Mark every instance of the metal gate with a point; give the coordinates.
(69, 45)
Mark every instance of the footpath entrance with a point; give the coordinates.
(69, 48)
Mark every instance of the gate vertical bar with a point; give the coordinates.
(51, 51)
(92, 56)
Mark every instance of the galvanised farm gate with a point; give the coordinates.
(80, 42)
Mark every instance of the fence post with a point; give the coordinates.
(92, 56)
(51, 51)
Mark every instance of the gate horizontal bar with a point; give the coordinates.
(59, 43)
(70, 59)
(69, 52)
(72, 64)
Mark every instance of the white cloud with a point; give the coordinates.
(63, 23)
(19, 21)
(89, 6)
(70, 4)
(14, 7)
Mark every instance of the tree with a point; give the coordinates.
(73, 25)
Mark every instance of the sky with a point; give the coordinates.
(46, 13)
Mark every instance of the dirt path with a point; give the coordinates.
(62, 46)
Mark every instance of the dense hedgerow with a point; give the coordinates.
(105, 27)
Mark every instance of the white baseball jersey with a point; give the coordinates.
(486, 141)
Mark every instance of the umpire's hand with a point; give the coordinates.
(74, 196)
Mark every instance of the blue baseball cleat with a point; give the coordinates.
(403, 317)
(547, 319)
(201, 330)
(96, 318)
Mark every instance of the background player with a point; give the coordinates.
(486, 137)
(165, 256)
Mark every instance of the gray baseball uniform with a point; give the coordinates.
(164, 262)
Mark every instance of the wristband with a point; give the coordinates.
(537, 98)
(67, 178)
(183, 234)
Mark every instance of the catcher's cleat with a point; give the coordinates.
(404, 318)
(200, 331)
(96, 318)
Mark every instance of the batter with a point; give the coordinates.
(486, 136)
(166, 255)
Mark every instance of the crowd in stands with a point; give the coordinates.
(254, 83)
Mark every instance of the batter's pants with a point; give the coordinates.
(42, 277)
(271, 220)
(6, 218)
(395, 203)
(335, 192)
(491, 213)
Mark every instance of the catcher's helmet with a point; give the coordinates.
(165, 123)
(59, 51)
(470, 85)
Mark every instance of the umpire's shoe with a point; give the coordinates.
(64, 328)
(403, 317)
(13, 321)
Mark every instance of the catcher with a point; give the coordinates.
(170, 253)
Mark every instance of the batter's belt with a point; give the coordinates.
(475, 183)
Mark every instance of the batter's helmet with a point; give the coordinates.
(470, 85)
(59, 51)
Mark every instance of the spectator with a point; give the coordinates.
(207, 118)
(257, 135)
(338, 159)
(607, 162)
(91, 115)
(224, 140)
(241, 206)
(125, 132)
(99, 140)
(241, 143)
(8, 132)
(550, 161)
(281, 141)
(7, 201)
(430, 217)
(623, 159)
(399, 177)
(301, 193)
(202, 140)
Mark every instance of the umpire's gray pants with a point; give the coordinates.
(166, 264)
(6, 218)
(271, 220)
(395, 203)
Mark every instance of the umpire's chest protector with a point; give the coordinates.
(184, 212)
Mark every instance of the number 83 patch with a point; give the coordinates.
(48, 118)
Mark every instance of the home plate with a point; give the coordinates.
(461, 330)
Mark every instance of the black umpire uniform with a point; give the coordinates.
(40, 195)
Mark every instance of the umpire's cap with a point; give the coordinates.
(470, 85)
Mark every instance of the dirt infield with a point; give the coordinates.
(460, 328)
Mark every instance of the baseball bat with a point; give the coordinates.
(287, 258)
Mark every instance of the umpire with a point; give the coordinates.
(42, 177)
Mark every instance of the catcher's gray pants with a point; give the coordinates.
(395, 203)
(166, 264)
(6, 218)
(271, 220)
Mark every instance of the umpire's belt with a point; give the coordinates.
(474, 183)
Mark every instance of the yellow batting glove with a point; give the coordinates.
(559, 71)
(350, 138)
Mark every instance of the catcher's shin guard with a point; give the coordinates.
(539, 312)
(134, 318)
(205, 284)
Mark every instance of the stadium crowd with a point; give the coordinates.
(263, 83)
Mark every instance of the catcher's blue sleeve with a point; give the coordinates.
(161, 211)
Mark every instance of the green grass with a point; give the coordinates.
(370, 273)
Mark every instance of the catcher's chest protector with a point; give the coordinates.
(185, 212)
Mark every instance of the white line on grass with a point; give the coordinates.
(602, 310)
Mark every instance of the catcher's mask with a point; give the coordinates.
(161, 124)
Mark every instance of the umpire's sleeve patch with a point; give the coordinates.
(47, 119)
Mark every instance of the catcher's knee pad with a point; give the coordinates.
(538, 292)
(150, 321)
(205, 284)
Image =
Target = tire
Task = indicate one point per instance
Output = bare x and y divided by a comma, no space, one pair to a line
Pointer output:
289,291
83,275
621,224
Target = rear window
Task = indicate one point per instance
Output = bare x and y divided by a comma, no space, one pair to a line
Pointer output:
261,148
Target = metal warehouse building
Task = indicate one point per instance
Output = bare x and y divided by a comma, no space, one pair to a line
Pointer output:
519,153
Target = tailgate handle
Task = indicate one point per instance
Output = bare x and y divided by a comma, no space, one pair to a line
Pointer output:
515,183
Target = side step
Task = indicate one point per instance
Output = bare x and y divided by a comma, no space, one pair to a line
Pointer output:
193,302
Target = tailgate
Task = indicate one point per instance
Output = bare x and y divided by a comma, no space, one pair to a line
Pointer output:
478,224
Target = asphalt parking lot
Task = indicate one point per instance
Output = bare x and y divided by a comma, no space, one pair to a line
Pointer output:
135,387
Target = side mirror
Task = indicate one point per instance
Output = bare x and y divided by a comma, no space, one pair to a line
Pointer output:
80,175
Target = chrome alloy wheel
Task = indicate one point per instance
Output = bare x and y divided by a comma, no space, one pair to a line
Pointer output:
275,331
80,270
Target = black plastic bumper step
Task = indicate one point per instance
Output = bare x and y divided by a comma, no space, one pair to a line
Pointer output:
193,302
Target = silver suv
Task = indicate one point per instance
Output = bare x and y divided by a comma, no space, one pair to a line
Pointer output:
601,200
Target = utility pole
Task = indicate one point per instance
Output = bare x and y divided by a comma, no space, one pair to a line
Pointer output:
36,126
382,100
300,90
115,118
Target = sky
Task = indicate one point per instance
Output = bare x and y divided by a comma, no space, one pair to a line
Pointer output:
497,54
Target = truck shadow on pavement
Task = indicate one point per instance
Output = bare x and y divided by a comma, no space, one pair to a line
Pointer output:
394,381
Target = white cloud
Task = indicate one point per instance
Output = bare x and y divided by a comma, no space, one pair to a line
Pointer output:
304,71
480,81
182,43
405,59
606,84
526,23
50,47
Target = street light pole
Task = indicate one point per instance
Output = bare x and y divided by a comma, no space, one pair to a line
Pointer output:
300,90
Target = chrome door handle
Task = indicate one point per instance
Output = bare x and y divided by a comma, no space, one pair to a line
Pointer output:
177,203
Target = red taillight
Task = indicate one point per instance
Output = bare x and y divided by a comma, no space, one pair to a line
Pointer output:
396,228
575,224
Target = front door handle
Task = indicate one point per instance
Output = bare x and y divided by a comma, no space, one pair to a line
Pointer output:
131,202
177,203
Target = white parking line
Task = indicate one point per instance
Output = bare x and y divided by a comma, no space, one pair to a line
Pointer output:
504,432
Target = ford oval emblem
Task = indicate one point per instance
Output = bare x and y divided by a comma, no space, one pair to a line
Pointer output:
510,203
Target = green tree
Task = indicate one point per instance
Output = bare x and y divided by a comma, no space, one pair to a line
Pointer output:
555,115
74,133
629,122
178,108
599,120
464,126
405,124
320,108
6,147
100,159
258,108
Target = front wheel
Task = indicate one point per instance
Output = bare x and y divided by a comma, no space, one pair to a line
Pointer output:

===============

◆ WHAT YOU ARE ASKED TO DO ◆
The lines to return are those in the material above that hold "side".

◆ COMPLETED TASK ◆
Target = side step
Target = side mirror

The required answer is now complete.